(Labeled-object pointing rows)
--------

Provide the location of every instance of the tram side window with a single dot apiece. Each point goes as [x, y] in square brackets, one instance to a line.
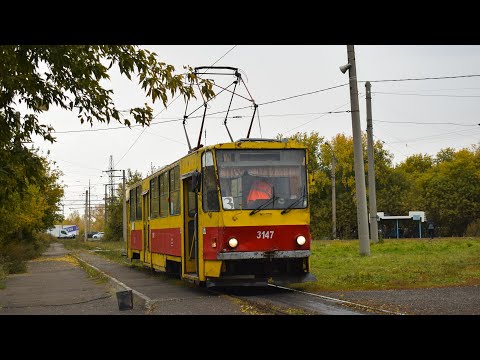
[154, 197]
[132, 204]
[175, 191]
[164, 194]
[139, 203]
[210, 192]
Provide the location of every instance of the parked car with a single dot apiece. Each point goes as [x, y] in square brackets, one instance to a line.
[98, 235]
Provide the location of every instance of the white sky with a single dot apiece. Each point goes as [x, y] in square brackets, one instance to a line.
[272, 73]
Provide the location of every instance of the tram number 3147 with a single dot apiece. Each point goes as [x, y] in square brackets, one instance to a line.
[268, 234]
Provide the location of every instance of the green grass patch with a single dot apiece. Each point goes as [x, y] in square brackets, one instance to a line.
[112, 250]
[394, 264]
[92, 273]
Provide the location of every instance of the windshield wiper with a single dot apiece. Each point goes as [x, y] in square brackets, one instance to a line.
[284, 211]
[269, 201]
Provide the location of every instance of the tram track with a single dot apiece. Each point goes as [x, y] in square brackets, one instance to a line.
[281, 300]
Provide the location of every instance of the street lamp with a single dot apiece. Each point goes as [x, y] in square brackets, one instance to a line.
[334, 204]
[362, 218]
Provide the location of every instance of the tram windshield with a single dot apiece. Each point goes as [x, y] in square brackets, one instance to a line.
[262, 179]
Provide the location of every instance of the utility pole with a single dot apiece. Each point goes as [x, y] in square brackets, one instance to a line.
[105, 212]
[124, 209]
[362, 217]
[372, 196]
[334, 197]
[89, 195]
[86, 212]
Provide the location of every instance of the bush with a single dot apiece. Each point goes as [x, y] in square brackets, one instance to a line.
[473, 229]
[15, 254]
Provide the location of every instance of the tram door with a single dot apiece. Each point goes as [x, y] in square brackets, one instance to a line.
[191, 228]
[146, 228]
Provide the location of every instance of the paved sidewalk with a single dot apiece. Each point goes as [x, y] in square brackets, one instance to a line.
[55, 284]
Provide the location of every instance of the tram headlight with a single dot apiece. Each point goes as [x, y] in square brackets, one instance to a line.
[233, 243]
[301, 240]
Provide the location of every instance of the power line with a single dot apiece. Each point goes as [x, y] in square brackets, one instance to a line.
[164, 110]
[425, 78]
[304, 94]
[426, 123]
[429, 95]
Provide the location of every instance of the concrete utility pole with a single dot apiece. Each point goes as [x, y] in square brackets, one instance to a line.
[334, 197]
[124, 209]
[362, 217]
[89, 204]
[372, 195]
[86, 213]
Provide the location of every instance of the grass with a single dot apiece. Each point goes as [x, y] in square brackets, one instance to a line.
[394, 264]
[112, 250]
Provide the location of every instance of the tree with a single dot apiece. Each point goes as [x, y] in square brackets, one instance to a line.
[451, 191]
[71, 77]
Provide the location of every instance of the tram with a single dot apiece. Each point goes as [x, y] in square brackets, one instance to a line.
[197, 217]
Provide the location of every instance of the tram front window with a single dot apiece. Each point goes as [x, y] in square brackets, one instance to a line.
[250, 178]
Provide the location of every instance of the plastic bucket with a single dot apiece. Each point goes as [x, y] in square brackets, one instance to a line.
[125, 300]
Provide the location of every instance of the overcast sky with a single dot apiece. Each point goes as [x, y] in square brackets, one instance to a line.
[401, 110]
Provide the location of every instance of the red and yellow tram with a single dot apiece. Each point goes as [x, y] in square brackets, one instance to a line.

--------

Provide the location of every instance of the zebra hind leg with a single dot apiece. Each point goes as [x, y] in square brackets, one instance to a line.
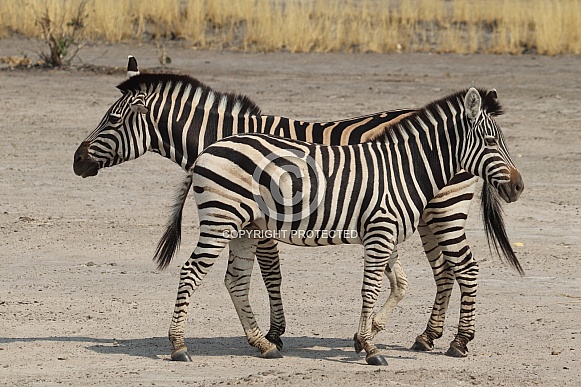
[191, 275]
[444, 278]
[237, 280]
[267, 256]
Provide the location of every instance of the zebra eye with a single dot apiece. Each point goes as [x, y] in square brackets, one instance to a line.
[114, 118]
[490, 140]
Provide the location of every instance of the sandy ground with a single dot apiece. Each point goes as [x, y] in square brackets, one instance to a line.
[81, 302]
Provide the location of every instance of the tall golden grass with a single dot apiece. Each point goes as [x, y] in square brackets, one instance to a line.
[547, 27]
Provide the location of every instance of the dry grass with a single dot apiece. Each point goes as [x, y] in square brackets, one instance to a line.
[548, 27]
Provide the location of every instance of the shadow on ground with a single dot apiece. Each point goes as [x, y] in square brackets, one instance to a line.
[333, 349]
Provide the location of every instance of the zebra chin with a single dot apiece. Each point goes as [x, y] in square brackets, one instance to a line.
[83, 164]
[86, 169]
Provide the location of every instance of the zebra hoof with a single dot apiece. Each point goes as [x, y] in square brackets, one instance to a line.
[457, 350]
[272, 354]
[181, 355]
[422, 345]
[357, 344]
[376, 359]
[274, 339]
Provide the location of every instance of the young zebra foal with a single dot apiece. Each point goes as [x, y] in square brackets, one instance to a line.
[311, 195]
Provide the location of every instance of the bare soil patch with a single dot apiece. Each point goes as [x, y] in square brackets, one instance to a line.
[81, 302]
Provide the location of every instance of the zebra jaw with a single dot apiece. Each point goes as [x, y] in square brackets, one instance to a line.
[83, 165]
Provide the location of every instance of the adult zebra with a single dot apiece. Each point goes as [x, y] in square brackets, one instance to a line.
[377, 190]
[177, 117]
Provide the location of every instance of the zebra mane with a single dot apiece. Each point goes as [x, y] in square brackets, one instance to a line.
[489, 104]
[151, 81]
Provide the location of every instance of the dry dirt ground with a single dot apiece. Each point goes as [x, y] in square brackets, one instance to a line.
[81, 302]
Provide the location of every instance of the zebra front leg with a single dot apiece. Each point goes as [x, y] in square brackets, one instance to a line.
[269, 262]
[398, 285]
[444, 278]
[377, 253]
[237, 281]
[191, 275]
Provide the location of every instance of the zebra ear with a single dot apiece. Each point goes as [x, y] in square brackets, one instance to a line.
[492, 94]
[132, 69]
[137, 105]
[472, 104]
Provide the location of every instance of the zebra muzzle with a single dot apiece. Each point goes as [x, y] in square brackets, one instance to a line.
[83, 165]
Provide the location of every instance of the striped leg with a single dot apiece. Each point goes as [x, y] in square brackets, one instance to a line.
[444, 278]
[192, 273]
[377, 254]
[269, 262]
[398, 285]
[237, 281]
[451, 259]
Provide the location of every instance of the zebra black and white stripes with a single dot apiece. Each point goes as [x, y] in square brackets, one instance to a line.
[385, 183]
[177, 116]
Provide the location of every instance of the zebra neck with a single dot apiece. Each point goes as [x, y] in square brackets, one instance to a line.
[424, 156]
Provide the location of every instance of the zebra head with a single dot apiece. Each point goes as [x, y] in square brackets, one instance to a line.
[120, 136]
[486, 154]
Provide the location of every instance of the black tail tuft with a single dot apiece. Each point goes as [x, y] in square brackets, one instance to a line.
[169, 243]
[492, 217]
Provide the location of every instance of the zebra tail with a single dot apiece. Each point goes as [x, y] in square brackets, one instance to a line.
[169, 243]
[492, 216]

--------

◆ EXERCISE AIM: Add 105 to every coordinate in the answers within the part above that opens with the line containing "Provide the location of every instance of the tram front" and closes with the line containing "Provide the location of every instance of the red". Then write out that entire part again, requests included.

◆ COMPLETE OUTPUT:
Provide the location of every instance of the tram front window with a single dot apiece. Each point goes as [x, y] in square brackets, one instance to a line.
[355, 283]
Provide the location of every instance of the plastic bucket with a single dot apiece. Each point goes as [x, y] in square brackets, one instance to a line.
[230, 405]
Provide the location of every instance of the overcast sky with a single dot apiece. Each point goes as [x, y] in square brackets, one instance to a line.
[506, 215]
Provide the location of every instance of the red and yellow tram with a single dot apiece. Each point goes as [x, y] in square brackets, one instance to a line.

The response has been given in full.